EXTRAIT PROPOSÉ:
L’Ecole d’Aviation de Chasse a été créée en 1943 au Maroc. 80 ans et deux déménagements plus tard (ce qui est peu dans une vie de militaire…) la voici donc qui tourne à plein régime depuis la base aérienne de Cognac. Les années ont passé, mais la mission reste plus que jamais la même : préparer au combat !
Marrakech, Meknès… Les destinations de vacances d’aujourd’hui étaient en 1943 synonymes d’antichambre du combat au sein de ce qui s’appelait alors le « centre d’instruction chasse ». On parlera de l’Ecole de chasse à partir de 1947. En pleine seconde guerre mondiale, la France Libre travaille avec un assemblage hétéroclite d’avions, dont certains ont connu la bataille de France : Curtiss H75, Dewoitine D520, mais aussi Hurricane, P47et autres Spitfire…
80 ans plus tard, l’école porte le nom prestigieux de Christian Martell (de son vrai nom Lucien Montet), as français de la seconde guerre mondiale et héros du groupe Alsace. Sur l’insigne, la Cigogne des As de la Grande Guerre cohabite toujours avec l’étoile chérifienne des débuts marocains. Le contexte est aujourd’hui moins dramatique à Cognac, mais l’exigence vis à vis des stagiaires est toujours la même, avec en premier lieu la recherche de combativité : « L’actualité ukrainienne, l’accroissement des tensions en Europe, le contexte international que nous vivons sont là pour nous rappeler que nous ne sommes pas si éloignés que cela de cette période de 1943. », souligne le Lieutenant-Colonel Thibault Ricci, actuel commandant de l’EAC.
« Au-delà du symbole, de la nécessite de se souvenir et de rendre hommage, il est aujourd’hui impératif de remettre au premier plan dans l’esprit de nos stagiaires la réalité du combat. Le projet que l’on porte à l’EAC met d’ailleurs fortement l’accent sur différentes questions que l’on regroupe dans la notion d’éthique, concernant par exemple l’emploi de la force, le rapport à la mort. Toutes ces questions qui font la singularité de notre état de militaire et a fortiori de combattant aérien, d’équipages de combat ».

Données brutes:
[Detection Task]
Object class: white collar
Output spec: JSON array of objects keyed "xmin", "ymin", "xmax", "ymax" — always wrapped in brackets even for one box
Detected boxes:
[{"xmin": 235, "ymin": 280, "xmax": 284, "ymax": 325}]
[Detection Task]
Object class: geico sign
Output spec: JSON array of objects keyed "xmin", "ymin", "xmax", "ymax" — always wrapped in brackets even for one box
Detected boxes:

À FAIRE:
Reprenez l'extrait sur l'École d'aviation de chasse à partir de sa dernière phrase et prolongez-le. La liste n'a aucun rôle à jouer ici.

CORRIGÉ DE L'EXERCICE:
Après quelques années de coexistence avec la filière traditionnelle sur Epsilon et Alphajet, l’EAC bénéficie maintenant d’un cursus solidement installé adossé à un avion qui fait l’unanimité pour lui, le Pilatus PC21. Les premiers appareils sont arrivés à Cognac en 2018 alors que l’EAC était encore stationné sur la base de Tours. Deux ans plus tard, l’Ecole s’installait à Cognac tandis que les Pilatus prenaient rapidement le pas sur les Epsilon et les Alphajet.
Dans l’organisation actuelle, l’EAC accueille dans son giron la formation ab initio qui se fait sur Grob 120 pour tous les futurs pilotes de l’Armée de l’air et de l’espace, de la marine nationale ainsi que de quelques nations partenaires africaines. L’EAC dispose de 17 Grob et trois simulateurs. A l’issue de ce « tronc commun », les futurs transporteurs vont à Avord et seuls les futurs équipages de Rafale et Mirage 2000 restent à Cognac où ils poursuivent leur formation sur PC21, avec les trois étapes de la spécialisation chasse.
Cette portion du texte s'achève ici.